Extrait fourni:

::::

Quand je ne joue pas, je regarde Les vieux fourneaux.

Les vieux fourneaux, c’est avant tout une série de BD de Lupano et Cauuet, publiée par Dargaud depuis 2014 (7 albums) mettant en scène Pierrot, Emile (dit Mimille) et Antoine, 3 vieux qui n’ont pas bien compris le sens du mot ; j’en ai lu quelques unes, et j’ai bien ri aux aventures de ces éternels rebelles ; notez bien qu’ils ne se sont pas rebellés en vieillissant, mais que si l’âge les a rattrapés, il ne les a pas calmés.

Leurs aventures sont drôles, tant dans les dialogues que dans l’action, parfois touchantes, et sont l’occasion d’aborder à chaque album un sujet grave, de l’accueil des réfugiés au réchauffement climatique, en passant par les violences policières, la dégradation de l’environnement, l’accaparement des richesses, etc. [1].

Dans le 1er film (2017), nos vaillants aînés (la Patrie pas reconnaissante du tout) sont incarnés par Eddy Mitchell, Pierre Richard et Roland Giraud. Il reprend à peu près l’histoire de la première BD, pour ce que je m’en rappelle. Malgré les louanges des journaux, je trouve le film un peu plat, c’est le genre d’histoire linéaire, sans rebondissement, avec situation initiale-élément déclencheur-résolution finale sans trop d’imagination. Le vrai plaisir du film ce sont ses 3 acteurs principaux, et des second rôles parfaits, Alice Pol en Sophie, la petite fille d’Antoine, et Myriam Boyer dans celui de Berthe, ressort fondamental de la partie tragique du film.

::::

[Entrées de données]
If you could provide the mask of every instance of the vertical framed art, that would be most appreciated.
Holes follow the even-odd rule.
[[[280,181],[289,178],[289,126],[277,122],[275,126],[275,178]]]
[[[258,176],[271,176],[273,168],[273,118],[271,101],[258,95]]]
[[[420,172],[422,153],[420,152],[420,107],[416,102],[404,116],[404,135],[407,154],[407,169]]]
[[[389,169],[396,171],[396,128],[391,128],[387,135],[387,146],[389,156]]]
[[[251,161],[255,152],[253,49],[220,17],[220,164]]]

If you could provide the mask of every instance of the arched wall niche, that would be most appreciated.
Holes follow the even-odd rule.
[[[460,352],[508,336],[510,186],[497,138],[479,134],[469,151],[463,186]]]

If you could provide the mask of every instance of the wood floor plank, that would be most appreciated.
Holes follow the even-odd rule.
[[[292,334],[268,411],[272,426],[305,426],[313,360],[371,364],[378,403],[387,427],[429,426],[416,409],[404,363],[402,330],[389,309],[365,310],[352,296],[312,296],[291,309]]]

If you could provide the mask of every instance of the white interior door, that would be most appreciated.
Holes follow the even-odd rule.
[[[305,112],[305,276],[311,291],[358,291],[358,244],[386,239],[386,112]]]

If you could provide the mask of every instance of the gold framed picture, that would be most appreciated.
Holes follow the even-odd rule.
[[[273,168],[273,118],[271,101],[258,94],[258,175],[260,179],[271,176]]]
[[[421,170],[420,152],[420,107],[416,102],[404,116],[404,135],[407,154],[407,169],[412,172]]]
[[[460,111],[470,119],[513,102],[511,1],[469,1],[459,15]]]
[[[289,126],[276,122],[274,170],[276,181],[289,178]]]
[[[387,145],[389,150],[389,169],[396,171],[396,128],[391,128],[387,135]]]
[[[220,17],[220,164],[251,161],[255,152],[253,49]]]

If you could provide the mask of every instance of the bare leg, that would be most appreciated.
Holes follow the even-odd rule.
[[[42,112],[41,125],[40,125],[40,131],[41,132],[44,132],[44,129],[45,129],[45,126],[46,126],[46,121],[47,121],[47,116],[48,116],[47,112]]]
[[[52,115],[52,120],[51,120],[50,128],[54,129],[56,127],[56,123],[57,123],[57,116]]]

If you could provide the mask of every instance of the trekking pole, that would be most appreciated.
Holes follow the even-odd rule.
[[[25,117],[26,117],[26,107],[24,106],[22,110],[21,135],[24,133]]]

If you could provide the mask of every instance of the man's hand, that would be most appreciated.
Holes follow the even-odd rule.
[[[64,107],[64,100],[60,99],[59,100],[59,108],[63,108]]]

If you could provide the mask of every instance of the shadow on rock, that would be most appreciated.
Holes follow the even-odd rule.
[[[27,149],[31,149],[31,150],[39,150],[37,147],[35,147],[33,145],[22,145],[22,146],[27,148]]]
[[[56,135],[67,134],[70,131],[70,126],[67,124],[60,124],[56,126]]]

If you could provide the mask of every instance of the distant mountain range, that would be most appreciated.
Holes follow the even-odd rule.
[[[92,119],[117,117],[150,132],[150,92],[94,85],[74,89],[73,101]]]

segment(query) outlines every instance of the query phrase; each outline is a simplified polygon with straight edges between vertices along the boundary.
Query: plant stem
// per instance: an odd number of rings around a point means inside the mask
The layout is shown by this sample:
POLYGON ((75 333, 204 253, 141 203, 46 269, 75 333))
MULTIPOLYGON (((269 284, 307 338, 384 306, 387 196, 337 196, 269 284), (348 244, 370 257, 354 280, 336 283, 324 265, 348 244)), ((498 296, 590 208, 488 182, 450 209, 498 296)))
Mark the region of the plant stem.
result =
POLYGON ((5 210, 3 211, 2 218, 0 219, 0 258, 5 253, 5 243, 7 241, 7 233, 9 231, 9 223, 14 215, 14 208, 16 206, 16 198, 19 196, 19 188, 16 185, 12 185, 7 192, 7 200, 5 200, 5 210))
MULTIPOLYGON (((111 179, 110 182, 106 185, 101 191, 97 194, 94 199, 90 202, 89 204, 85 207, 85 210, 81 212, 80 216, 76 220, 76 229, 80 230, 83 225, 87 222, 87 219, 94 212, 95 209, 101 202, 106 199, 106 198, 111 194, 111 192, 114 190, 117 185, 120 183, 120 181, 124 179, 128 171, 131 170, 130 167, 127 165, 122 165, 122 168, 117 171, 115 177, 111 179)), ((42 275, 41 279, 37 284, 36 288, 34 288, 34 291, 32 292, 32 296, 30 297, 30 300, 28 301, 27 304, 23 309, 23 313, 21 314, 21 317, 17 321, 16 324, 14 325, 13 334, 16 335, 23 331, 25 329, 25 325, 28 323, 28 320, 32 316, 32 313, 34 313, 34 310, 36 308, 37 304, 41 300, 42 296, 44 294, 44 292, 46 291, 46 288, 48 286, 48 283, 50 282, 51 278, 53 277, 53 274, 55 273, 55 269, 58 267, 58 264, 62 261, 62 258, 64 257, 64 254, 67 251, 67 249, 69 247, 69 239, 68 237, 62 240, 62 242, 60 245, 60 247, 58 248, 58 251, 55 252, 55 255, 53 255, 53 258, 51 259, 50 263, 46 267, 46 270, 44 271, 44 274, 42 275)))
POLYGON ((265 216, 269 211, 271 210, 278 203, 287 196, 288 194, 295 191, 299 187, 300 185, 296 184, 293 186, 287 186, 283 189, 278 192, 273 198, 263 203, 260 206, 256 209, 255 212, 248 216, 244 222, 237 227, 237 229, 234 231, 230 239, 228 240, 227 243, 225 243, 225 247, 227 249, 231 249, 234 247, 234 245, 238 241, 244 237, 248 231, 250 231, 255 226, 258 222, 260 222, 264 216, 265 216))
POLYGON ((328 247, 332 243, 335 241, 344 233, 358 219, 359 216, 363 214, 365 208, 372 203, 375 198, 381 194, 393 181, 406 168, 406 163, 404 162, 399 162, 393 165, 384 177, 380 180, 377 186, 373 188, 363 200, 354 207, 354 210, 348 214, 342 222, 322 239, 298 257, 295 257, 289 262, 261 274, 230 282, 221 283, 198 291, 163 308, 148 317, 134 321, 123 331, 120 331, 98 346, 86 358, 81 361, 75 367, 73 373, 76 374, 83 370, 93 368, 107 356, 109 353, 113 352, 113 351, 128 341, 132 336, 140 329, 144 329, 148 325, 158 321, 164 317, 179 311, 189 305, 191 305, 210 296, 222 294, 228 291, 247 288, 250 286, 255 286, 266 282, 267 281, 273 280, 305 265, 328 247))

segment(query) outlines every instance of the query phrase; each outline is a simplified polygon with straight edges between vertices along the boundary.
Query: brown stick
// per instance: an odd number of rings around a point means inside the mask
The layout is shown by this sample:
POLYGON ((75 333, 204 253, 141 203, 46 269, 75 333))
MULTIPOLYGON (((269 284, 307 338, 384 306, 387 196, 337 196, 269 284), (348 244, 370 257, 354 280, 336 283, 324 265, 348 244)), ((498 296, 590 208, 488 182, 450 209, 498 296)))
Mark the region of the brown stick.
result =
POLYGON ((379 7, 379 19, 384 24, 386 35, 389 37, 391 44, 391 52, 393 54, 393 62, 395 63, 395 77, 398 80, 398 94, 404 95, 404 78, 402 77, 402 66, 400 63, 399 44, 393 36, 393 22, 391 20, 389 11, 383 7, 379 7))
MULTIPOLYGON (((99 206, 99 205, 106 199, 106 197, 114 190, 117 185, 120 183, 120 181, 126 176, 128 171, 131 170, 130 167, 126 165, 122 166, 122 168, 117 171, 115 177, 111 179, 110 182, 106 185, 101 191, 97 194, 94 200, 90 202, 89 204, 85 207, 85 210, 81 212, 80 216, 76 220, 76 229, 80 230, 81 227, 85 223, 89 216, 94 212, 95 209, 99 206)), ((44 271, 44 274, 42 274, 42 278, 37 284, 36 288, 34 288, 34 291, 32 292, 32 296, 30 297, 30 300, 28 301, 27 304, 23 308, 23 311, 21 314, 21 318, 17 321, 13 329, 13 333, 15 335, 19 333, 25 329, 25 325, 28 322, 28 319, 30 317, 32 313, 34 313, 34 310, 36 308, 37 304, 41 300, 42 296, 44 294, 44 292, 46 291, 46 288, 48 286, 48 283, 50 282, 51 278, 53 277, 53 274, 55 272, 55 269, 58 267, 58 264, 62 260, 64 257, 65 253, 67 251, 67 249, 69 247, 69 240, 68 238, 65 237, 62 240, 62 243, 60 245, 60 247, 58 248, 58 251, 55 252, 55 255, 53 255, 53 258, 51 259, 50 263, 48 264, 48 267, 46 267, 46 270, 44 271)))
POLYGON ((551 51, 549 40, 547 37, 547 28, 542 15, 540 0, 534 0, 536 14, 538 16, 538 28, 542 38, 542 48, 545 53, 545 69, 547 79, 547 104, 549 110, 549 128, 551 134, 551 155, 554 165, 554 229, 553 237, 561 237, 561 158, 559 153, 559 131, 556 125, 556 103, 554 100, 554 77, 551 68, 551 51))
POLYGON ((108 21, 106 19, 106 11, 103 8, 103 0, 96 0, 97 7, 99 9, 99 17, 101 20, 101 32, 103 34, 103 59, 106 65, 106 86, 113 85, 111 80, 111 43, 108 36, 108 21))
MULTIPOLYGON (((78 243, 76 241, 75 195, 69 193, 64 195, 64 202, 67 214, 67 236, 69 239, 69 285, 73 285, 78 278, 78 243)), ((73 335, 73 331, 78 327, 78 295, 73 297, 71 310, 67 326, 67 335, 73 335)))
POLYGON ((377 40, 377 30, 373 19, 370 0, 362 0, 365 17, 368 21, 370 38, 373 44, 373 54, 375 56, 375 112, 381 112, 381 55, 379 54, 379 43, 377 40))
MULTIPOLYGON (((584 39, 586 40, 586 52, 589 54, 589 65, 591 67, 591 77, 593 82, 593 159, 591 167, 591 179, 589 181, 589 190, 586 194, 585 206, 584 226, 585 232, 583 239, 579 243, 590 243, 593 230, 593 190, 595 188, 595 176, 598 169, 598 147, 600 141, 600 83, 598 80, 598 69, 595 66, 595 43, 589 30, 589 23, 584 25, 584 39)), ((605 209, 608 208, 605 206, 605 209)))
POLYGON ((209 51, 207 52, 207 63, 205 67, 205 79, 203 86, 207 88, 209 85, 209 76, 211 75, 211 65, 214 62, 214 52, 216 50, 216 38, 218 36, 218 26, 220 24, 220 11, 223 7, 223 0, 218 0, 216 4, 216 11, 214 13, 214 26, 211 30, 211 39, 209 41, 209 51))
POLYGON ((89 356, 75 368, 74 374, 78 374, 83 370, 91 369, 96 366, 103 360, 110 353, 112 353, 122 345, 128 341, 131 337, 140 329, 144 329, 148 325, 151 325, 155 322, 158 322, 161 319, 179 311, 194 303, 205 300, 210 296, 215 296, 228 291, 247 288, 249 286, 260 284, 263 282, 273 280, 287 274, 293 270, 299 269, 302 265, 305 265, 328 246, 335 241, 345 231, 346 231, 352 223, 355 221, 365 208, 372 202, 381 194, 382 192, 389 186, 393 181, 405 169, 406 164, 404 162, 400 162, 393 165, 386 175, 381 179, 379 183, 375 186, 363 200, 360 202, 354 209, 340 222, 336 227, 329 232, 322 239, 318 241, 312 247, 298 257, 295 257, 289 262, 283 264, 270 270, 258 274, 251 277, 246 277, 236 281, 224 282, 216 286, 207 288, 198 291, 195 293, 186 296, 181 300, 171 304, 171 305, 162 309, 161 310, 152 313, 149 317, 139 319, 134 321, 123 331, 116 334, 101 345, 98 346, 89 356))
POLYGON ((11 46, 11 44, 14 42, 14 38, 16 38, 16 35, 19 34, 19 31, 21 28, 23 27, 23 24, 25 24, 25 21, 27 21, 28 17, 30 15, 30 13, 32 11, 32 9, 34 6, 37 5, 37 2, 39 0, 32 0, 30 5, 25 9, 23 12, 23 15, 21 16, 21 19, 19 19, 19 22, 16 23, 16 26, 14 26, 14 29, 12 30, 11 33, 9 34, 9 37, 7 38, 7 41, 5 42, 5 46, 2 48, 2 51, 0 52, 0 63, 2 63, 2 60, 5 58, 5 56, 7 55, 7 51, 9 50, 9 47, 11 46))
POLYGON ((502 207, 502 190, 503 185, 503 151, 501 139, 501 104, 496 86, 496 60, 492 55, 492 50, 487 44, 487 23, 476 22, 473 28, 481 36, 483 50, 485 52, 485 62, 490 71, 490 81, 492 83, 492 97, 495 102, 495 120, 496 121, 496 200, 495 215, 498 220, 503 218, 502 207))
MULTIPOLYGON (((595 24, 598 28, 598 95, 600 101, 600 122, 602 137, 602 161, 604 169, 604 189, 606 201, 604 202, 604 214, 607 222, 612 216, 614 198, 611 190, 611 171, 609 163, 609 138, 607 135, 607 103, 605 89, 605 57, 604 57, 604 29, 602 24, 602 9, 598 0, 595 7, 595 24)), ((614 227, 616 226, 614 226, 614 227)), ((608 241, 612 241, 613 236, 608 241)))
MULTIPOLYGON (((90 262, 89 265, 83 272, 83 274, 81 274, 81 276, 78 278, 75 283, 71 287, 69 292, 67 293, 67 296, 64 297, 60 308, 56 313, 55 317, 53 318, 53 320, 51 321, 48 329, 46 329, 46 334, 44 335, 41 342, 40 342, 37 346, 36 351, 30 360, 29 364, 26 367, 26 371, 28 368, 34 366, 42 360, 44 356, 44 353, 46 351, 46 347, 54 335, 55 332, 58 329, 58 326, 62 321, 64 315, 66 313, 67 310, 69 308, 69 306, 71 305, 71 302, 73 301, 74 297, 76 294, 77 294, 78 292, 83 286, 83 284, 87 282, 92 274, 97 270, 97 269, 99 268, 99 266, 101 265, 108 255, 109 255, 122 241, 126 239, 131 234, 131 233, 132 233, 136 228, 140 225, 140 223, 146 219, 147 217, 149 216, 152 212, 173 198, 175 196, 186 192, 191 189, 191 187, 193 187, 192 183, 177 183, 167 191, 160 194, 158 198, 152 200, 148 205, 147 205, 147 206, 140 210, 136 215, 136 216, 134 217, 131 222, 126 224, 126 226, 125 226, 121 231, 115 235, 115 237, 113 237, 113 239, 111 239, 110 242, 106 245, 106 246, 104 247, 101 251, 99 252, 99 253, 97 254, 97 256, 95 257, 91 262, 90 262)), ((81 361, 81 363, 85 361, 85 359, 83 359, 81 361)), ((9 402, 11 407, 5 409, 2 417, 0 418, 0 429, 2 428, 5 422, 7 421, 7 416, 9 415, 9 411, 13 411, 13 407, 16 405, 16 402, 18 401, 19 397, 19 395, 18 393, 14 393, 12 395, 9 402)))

::::

Consignes:
[1] Citez tous les acteurs et actrices nommés dans l'extrait sur Les vieux fourneaux.
[2] Filtrez les lignes en recopiant chacune de celles qui contiennent le mot « plant », en respectant la casse.
L'extrait sur Les vieux fourneaux et les lignes proviennent de sources distinctes.

Réponses:
[1] Eddy Mitchell, Pierre Richard, Roland Giraud, Alice Pol, Myriam Boyer

[2]
Query: plant stem
Mark the region of the plant stem.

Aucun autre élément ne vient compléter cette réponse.